- Prompt -
How many lines in the entries contain the string "window"? Reply with the number alone.

Region annotation items:
**********

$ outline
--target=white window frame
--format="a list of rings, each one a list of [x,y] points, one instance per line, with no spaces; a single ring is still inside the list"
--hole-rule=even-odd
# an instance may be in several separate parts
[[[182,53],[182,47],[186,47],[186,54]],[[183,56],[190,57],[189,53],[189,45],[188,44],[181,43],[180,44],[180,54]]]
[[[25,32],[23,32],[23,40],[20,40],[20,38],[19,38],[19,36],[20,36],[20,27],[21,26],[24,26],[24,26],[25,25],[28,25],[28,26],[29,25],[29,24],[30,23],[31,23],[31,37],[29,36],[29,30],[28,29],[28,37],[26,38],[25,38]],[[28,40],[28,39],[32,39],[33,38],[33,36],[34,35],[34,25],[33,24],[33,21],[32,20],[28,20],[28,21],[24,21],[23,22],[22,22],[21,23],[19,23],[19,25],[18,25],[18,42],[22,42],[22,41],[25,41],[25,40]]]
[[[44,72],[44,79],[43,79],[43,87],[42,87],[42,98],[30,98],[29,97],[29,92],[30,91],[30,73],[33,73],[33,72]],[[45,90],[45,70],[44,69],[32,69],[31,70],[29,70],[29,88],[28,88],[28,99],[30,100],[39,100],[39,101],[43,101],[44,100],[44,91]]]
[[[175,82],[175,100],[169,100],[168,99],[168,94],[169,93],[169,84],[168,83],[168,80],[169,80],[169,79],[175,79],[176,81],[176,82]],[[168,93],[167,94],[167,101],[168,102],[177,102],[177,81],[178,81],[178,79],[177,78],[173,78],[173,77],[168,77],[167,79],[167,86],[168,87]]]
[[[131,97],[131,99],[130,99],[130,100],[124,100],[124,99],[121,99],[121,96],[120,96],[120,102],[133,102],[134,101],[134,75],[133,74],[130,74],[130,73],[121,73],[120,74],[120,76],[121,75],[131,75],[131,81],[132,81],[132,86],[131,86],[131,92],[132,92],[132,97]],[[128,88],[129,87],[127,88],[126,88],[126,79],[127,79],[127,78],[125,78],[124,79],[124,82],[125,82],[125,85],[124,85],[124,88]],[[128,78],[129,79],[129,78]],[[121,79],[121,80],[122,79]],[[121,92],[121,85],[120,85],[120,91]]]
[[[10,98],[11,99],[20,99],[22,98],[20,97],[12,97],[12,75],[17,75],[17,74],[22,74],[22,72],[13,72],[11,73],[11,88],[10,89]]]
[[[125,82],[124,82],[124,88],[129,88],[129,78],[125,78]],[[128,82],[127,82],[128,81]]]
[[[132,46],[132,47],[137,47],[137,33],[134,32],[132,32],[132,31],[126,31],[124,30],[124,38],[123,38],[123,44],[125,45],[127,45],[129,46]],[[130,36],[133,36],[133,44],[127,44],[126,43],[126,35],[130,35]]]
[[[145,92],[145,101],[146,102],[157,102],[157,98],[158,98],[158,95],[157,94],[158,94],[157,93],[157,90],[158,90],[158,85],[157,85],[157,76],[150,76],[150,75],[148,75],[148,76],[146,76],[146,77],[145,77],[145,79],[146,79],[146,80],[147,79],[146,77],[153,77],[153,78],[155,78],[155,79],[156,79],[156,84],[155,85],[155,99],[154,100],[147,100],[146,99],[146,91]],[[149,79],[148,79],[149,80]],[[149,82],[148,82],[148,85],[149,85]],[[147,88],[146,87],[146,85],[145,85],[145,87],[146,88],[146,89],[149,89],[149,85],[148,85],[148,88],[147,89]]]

**********

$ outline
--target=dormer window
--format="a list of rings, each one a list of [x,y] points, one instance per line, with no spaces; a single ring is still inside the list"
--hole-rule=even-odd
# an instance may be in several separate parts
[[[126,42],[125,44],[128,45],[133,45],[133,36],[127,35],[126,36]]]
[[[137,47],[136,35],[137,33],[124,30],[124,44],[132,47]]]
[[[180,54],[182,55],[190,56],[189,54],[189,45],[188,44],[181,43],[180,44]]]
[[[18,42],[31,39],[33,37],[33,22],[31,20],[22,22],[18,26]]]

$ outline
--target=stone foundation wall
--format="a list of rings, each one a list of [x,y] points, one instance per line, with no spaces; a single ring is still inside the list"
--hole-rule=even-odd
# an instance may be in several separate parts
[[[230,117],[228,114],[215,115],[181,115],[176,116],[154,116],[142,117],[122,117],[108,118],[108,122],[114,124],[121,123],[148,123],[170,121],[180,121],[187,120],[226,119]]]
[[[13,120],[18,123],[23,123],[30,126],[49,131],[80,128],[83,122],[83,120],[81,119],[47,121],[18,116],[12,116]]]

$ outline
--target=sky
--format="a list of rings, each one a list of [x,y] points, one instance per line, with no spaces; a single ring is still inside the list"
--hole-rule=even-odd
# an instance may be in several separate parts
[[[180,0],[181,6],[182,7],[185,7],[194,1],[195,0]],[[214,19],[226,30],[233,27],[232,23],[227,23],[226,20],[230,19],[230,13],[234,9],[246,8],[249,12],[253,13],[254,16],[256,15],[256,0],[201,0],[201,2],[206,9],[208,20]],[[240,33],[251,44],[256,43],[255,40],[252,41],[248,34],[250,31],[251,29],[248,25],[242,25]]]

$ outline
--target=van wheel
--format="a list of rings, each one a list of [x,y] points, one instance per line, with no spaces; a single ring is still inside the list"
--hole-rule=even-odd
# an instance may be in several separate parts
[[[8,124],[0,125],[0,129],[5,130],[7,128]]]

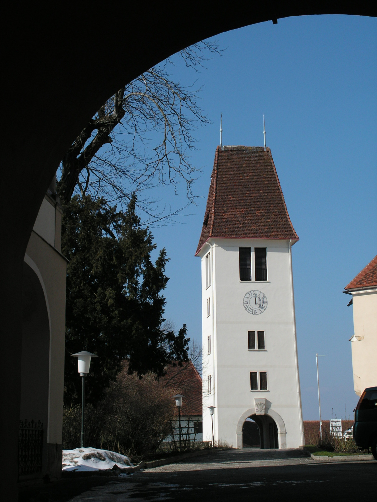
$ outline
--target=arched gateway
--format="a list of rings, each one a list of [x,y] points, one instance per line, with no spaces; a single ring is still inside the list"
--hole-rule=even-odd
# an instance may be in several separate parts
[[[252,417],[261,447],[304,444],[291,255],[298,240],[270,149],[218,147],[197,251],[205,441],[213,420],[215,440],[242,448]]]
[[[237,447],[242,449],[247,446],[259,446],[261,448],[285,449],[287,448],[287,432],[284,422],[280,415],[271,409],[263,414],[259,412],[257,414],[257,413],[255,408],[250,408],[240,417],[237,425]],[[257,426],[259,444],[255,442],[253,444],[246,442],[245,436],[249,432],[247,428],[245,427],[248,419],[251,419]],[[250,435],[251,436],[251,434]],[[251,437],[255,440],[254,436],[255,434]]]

**********

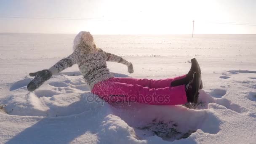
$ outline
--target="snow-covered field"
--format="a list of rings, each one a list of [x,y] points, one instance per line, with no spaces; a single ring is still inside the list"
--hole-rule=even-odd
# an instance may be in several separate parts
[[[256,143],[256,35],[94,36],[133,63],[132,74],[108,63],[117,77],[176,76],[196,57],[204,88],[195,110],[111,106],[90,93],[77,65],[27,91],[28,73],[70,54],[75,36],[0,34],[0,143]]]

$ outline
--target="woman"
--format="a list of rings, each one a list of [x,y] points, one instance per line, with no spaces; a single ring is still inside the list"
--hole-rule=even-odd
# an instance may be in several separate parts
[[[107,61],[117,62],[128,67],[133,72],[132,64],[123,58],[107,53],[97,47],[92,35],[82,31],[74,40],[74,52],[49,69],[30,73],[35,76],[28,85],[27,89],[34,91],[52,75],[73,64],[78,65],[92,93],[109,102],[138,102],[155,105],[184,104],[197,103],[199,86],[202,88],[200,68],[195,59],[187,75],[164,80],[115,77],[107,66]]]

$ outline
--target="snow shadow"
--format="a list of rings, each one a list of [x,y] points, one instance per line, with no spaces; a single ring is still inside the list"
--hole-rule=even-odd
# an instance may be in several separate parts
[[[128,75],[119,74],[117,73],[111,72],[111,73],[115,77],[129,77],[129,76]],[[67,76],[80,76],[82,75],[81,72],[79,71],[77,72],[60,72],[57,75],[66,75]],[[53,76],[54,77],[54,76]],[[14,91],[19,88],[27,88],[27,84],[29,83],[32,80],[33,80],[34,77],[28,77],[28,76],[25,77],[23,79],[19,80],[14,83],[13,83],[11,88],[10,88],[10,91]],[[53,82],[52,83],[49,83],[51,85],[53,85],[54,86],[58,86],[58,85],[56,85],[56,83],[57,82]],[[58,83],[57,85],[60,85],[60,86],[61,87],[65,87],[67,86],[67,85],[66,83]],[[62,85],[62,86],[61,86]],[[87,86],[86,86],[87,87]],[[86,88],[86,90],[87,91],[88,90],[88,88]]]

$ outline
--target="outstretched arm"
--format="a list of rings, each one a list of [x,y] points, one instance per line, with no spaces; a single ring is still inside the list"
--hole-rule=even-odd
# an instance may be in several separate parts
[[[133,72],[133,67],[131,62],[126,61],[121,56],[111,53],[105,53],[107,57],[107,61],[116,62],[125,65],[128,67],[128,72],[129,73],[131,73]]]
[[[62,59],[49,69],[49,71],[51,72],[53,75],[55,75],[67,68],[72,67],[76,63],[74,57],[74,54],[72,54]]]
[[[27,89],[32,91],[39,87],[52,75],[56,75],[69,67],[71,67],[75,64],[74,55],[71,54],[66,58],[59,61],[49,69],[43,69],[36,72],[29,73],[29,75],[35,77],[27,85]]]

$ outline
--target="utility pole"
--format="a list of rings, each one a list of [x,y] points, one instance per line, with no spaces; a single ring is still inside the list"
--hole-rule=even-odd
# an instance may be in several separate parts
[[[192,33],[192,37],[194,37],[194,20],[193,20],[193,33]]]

**********

- Exercise solution -
2